▶ **Written instruction**
Pick out each line of the records below that contains the word "instance", matching case exactly, and copy those lines.

▶ **Extracted material**
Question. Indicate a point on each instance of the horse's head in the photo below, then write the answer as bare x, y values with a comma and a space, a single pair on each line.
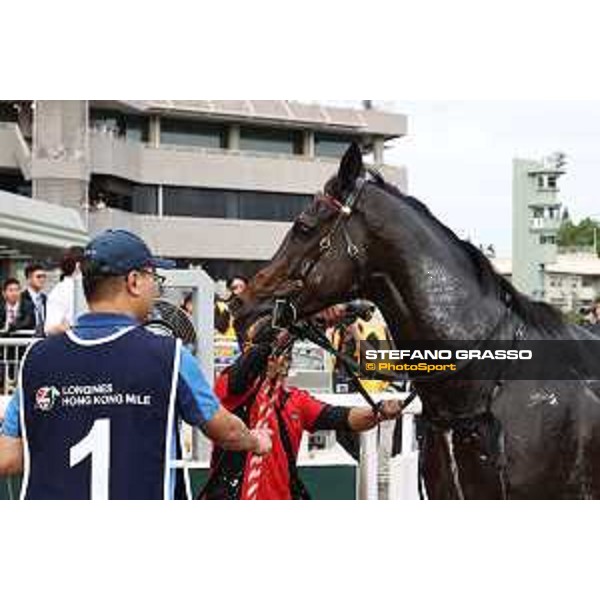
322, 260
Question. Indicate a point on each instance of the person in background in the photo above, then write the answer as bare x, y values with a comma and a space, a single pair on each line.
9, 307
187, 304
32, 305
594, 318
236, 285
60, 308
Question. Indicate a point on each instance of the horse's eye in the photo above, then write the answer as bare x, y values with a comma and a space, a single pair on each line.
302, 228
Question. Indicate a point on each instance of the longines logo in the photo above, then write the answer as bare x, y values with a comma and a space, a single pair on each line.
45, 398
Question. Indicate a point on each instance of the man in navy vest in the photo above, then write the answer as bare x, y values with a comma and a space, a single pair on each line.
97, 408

--

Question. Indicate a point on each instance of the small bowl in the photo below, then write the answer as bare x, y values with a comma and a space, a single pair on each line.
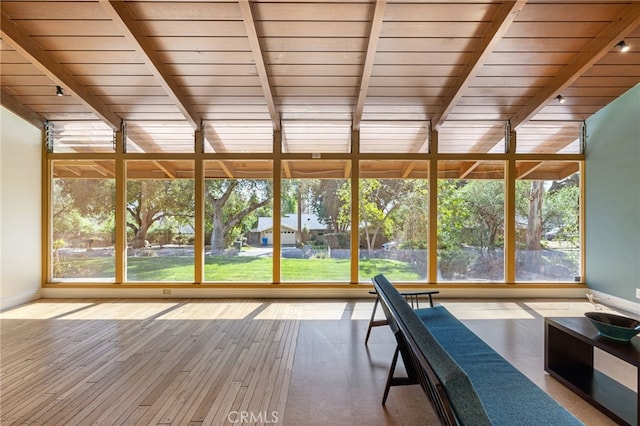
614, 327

▶ **Written solution**
Question. Indicate a point on each instance of the horse's head in the photo below, then write the answer as bare x, y values with a comma and a space, a single pair on each line.
Question. Indicate a point on each instance of the person in background in the photo above, then write the answer as bare x, y values with a comma and a space, a single pair on each line.
Question. Indicate a point on each instance of the horse's eye in the photo above, then write the answer as bare x, y values with a comma and a space, a single pair on each line.
Question. Indicate a point on each instance of the longines logo in the photo above, then write the answer as bare x, y values with a comma and a space, a single pair on each line.
Question. Indicate a point on each instance of the man in navy vest in the photo above, then write the answer as bare x, y values with a comma and a space, a single pair on each line.
Question. Indicate a point on each instance of the small bowl in the photo below, then write the answer as bare x, y values with a comma and a space, a single pair on each line.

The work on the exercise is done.